- [What you need to do]: Edit the data below by changing every "pixel coordinates" to "x and y positions", leaving all other text unchanged.

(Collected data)
-- start --
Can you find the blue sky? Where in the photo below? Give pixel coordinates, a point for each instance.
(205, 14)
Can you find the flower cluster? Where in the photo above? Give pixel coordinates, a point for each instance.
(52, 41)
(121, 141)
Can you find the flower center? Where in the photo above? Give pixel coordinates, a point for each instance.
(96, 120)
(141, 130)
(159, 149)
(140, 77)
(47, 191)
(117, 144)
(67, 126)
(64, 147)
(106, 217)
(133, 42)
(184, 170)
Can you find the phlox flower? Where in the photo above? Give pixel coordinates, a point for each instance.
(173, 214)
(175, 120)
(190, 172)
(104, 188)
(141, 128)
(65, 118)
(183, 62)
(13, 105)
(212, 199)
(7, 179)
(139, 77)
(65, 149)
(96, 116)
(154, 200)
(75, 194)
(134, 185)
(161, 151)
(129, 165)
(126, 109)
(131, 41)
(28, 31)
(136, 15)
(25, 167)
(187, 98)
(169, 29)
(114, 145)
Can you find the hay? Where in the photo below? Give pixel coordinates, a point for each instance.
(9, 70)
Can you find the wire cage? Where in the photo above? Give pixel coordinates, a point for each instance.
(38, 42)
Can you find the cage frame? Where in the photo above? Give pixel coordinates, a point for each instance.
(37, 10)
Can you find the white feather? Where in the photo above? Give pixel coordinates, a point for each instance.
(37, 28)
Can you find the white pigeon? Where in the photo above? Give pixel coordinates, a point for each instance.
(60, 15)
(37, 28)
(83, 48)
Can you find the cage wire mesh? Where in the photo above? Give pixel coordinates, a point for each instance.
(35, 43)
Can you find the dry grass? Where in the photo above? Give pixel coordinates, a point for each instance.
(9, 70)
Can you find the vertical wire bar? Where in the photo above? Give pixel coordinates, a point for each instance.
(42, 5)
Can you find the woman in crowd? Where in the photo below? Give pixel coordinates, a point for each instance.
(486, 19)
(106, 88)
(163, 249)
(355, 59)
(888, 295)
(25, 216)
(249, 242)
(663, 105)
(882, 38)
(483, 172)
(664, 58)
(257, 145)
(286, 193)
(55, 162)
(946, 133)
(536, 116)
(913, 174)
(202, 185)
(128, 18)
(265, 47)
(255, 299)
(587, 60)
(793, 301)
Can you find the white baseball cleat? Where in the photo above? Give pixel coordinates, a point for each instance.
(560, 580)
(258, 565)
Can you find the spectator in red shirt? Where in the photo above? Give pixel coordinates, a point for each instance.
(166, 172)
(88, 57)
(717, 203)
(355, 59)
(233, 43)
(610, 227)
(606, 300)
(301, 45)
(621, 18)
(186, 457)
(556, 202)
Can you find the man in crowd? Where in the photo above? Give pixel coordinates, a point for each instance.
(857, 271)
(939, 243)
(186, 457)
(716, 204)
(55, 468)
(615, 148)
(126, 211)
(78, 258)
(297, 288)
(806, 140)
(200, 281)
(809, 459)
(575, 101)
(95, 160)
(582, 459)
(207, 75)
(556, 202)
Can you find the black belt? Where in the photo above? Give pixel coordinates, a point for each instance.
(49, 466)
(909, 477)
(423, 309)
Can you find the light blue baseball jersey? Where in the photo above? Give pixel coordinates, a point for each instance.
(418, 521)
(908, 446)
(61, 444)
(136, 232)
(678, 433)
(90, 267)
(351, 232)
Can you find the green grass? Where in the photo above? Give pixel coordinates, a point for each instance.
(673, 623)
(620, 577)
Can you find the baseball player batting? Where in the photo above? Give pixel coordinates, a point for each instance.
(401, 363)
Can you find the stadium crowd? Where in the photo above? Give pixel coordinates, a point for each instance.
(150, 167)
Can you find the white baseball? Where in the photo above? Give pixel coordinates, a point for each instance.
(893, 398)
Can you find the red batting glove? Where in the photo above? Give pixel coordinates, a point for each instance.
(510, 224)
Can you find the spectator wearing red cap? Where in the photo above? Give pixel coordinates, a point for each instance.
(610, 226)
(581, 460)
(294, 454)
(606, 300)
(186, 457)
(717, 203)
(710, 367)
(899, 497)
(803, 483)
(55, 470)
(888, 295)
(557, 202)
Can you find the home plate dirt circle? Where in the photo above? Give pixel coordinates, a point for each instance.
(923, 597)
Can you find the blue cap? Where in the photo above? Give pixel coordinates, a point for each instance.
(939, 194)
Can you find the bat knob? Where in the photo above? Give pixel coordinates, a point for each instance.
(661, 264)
-- end --
- [Complete answer]:
Can you find the blue sky? Where in the photo below? Give x and y positions, a point for each instance.
(205, 14)
Can you find the flower cluster? Where in the photo above? Give x and y positions, a point for each instance.
(52, 41)
(121, 141)
Can you find the flower center? Where in the photo above? Give x and y positions, a point for each instance.
(96, 120)
(141, 130)
(159, 149)
(140, 77)
(47, 191)
(117, 144)
(67, 126)
(64, 147)
(106, 217)
(133, 42)
(184, 170)
Can you find the phlox flower? Where in the photo above? Give x and y positions, a point for each instance.
(173, 214)
(175, 120)
(190, 172)
(104, 188)
(141, 128)
(65, 118)
(183, 62)
(13, 105)
(212, 199)
(7, 179)
(139, 77)
(65, 149)
(96, 116)
(154, 200)
(75, 194)
(134, 185)
(161, 151)
(129, 165)
(126, 109)
(131, 41)
(28, 31)
(136, 15)
(25, 167)
(187, 98)
(169, 29)
(114, 145)
Can you find the hay? Where in the photo below? Give x and y positions, a point for each instance.
(9, 70)
Can you find the wire cage? Where in the photo above? Give x and y positions, a point for each instance.
(38, 42)
Can you find the cage frame? Where in the photo above? Give x and y positions, a point for each instance.
(37, 10)
Can you find the white feather? Where in the photo above? Give x and y positions, a point for each instance.
(37, 28)
Can you find the white pigeon? Where in the photo above? Give x and y positions, a point for each instance.
(60, 15)
(37, 28)
(83, 48)
Can you find the cage wire mesh? Where in the photo above? Give x and y positions, a point for each instance.
(35, 43)
Can you find the dry grass? Where in the photo above? Give x and y positions, a point for each instance.
(9, 70)
Can you find the vertical wire bar? Where in the photo above? Give x and y positions, a point for each instance.
(42, 5)
Can you find the woman in crowd? Where in the photo below? Give x and y positions, a point for each instance.
(486, 19)
(106, 88)
(163, 249)
(355, 59)
(888, 295)
(25, 216)
(249, 242)
(663, 105)
(882, 38)
(483, 172)
(664, 58)
(257, 145)
(286, 193)
(55, 162)
(946, 133)
(536, 116)
(913, 174)
(202, 185)
(128, 18)
(265, 47)
(255, 299)
(587, 60)
(793, 301)
Can you find the white baseball cleat? Where in the photo above? Give x and y positions, a point for each instance.
(560, 580)
(258, 565)
Can you find the spectator in red shirt? Where in the photo above? Give x and y positions, a point for each instance.
(166, 172)
(88, 57)
(717, 203)
(355, 59)
(233, 43)
(610, 227)
(606, 300)
(301, 45)
(621, 18)
(186, 457)
(556, 202)
Can you find the man in crowd? Where in the photo above? Give x and y positions, a point for each instance.
(857, 271)
(939, 243)
(186, 457)
(716, 204)
(55, 468)
(615, 148)
(126, 211)
(78, 258)
(297, 288)
(806, 140)
(200, 281)
(809, 459)
(575, 101)
(95, 160)
(582, 459)
(207, 75)
(556, 202)
Can you find the black belt? Where in the photo above? Give x and y positions, a point for each instance.
(49, 466)
(909, 477)
(423, 309)
Can you find the light blue baseball jersey? Where in the photo above? Give x and y positions, a point for each instance.
(418, 521)
(908, 446)
(61, 444)
(136, 232)
(678, 433)
(90, 267)
(351, 232)
Can you find the green grass? Where in the photo above? Give x and y positions, a point for each instance.
(673, 623)
(620, 577)
Can you find the baseball player batting? Where in the photo above? Give x and y positions, a point for each instance.
(401, 363)
Can you find the stadium crowd? Where in the photo above? Give x and y positions, a point for each instance.
(150, 167)
Can you find the white baseball? Where in the photo above? Give x and y positions, a point for each instance.
(893, 398)
Can you find the red batting glove? Where in the photo above? Give x and y positions, a point for each instance.
(510, 224)
Can you find the spectator wearing red cap? Where in the photo above? Give x and y positions, a point for each instance.
(610, 226)
(581, 460)
(294, 454)
(606, 300)
(186, 457)
(717, 203)
(710, 367)
(899, 497)
(803, 483)
(55, 470)
(888, 295)
(557, 202)
Can you find the home plate dirt circle? Where in the photo above? Give x and y positions, a point for each instance.
(923, 597)
Can you find the blue cap? Where in the photo above? Give x and y positions, a point for each instance.
(939, 194)
Can you find the bat knob? Where in the photo above? Give x and y positions, a point for each instance.
(661, 264)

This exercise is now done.